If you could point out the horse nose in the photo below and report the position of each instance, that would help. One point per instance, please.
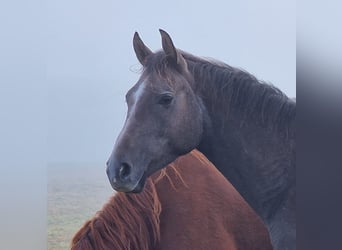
(118, 175)
(124, 171)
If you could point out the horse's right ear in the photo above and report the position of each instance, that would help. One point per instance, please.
(141, 50)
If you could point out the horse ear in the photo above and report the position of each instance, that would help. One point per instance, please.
(171, 51)
(141, 50)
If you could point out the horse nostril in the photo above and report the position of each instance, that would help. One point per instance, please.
(125, 170)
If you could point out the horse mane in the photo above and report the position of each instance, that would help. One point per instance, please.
(128, 221)
(237, 90)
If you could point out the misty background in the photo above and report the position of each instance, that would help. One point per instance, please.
(66, 65)
(91, 63)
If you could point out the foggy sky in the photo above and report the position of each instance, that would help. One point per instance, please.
(91, 63)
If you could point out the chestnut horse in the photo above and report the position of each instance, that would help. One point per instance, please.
(188, 205)
(244, 126)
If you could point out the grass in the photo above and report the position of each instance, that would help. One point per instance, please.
(75, 193)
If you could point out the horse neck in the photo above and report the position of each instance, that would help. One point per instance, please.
(251, 154)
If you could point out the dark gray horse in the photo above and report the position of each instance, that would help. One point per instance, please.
(244, 126)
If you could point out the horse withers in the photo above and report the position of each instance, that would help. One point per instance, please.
(188, 205)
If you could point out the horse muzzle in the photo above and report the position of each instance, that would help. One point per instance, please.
(123, 179)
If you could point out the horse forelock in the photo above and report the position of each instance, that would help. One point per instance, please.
(127, 221)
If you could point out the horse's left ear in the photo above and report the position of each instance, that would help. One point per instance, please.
(141, 50)
(171, 51)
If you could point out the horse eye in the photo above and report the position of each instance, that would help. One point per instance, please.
(165, 99)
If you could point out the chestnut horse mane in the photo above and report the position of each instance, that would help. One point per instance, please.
(128, 221)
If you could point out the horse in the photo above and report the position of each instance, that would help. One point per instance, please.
(244, 126)
(187, 205)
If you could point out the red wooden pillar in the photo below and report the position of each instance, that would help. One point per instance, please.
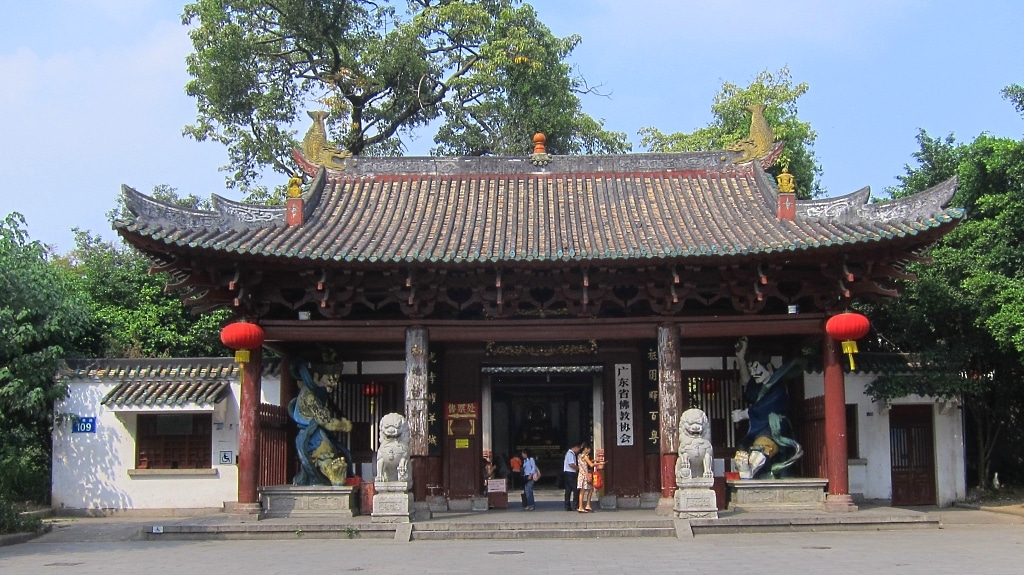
(289, 391)
(836, 447)
(417, 382)
(249, 428)
(669, 399)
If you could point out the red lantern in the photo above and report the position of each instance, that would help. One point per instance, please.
(242, 337)
(847, 327)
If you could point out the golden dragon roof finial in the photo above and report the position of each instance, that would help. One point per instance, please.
(316, 149)
(761, 139)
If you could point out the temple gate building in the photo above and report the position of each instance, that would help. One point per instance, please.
(502, 303)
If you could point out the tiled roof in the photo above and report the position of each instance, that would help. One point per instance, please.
(177, 369)
(576, 209)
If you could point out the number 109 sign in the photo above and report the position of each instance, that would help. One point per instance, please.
(84, 425)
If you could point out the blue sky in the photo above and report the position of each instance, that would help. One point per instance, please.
(91, 91)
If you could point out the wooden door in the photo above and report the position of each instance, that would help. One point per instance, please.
(911, 443)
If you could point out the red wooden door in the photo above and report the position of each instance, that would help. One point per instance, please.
(911, 443)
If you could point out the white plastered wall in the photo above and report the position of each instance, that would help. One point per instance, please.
(91, 470)
(869, 476)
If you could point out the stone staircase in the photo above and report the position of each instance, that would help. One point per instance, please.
(442, 530)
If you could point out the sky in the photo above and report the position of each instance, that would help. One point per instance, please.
(92, 91)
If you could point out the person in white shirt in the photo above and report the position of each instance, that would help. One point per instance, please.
(528, 468)
(569, 477)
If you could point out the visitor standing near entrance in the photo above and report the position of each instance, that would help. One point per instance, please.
(585, 483)
(570, 478)
(516, 463)
(528, 471)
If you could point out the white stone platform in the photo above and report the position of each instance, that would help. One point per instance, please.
(308, 501)
(776, 494)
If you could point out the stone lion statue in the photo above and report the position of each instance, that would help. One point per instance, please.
(392, 454)
(695, 452)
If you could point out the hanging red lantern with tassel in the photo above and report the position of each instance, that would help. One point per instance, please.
(847, 327)
(242, 337)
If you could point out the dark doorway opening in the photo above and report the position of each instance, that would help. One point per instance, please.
(543, 412)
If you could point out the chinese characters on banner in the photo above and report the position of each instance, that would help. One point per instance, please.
(624, 404)
(651, 425)
(461, 418)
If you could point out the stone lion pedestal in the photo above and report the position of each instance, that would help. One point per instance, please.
(695, 499)
(695, 496)
(392, 502)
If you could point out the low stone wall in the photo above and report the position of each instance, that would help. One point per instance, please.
(776, 494)
(308, 501)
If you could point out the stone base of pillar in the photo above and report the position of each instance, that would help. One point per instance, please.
(666, 506)
(840, 503)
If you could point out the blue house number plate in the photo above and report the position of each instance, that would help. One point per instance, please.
(84, 425)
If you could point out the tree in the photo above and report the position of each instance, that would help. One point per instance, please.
(41, 313)
(131, 314)
(732, 123)
(488, 71)
(965, 314)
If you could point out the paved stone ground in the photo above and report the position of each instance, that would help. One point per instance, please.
(983, 542)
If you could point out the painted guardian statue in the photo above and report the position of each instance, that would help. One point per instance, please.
(768, 449)
(324, 457)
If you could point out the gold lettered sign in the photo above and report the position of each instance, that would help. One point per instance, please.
(461, 417)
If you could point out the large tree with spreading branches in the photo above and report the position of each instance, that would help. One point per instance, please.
(486, 73)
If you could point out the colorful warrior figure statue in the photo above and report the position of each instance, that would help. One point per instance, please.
(768, 448)
(325, 458)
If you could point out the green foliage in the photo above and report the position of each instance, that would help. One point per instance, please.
(965, 313)
(131, 314)
(1015, 93)
(12, 520)
(732, 123)
(487, 71)
(937, 161)
(41, 314)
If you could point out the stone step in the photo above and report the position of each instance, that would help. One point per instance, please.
(543, 530)
(782, 523)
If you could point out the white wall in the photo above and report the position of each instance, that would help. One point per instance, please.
(91, 470)
(869, 476)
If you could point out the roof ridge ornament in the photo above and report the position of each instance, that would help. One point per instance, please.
(540, 157)
(761, 139)
(317, 149)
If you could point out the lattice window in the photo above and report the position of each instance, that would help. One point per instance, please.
(172, 441)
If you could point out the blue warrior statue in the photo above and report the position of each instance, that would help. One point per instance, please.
(768, 449)
(325, 458)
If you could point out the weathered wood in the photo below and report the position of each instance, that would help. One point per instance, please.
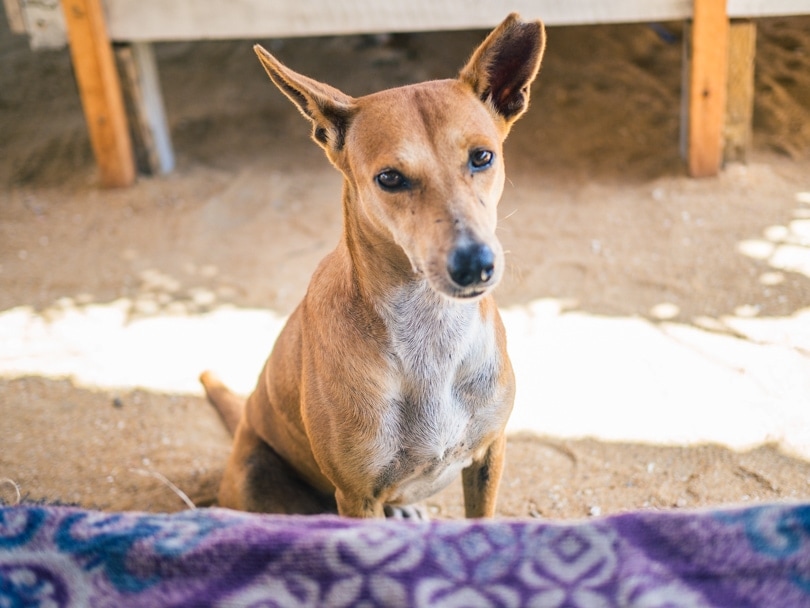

· · · · ·

## Set exercise
Please count the lines of the records that contain the word "white", with case counting, and give only that number.

## Right answer
4